▸ RECORDS PROVIDED:
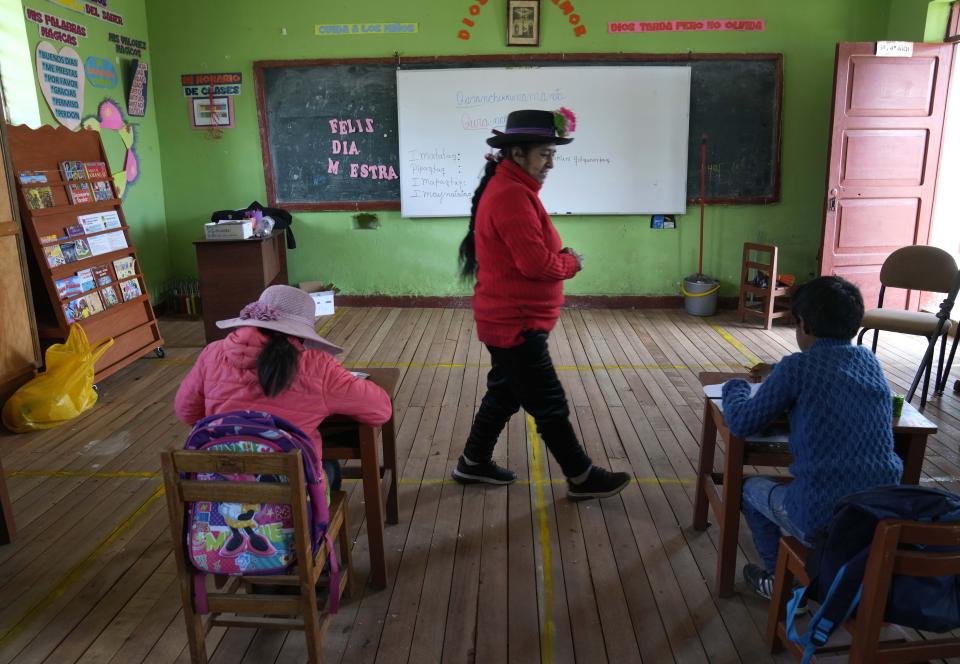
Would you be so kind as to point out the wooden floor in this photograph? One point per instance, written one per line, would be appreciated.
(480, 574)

==

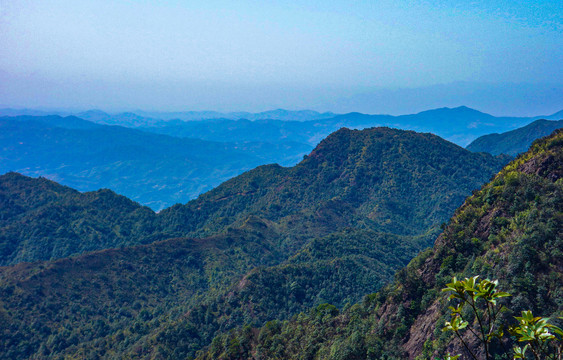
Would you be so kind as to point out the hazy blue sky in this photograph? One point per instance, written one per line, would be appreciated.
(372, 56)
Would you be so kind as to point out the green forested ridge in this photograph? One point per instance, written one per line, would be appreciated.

▸ DESCRIPTION OF THE TASK: The lines above from the one containing "Would you be so kind as to point out the hazy" through the one containing "Would you be so kind as to point out the green" are to be set down exactly, and no others.

▸ FINAL ANSWER:
Would you be so kind as to point out the hazy blue sky in this photograph? One point per instance, written one per line, would be appreciated.
(372, 56)
Would you be so kind as to point out the green forested ridge in this photograph? One point per instance, written one per line, would be appreciated.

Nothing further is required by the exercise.